_Source records_:
## start

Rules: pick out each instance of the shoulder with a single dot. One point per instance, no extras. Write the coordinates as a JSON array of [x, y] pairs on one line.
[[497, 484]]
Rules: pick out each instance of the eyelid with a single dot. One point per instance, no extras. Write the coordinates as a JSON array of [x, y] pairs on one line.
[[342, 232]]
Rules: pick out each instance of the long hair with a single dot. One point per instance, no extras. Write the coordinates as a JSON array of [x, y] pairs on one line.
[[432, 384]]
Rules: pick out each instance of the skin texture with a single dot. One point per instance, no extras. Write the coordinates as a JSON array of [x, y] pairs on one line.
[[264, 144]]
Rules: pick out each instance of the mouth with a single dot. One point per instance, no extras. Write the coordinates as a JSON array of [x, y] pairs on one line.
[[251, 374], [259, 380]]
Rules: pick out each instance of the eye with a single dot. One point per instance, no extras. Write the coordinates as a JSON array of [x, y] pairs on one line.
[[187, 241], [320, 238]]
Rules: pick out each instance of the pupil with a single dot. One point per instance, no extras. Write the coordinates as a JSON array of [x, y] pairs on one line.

## end

_Written exercise_: Can you copy the records word for word, starting at the line that contains "Rules: pick out each instance of the eyelid" and ending at the last line of the records?

_Output of the task_:
Rules: pick out each instance of the eyelid with a single dot. One point per instance, no extras. Write the coordinates as a JSON array of [x, y] pairs on one line.
[[342, 232]]
Rules: pick out each instance of the long hair with a single dot. One point per instance, no extras. Write the coordinates as a JSON array of [x, y] pairs on one line.
[[432, 384]]
Rules: pick out each instance of the skin texture with a single dot. One point per instance, no extras. Write the coordinates as a JSON array of [x, y] pairs on one line.
[[264, 144]]
Rules: pick out each instance of the mouth with a single dot. One point per instance, no extras. Write the coordinates as a JSON array of [x, y] pairs on one line.
[[251, 374], [259, 380]]
Rules: pick out each instance of the eye with a single dot. One point per instance, no extras. Write the coordinates as a JSON array of [x, y] pairs on one line.
[[187, 241], [320, 238]]
Rules: pick out each instance of the pupil with a single dot. One point per instance, no extras. Write the coordinates as a JSON array of [x, y] pairs on one line.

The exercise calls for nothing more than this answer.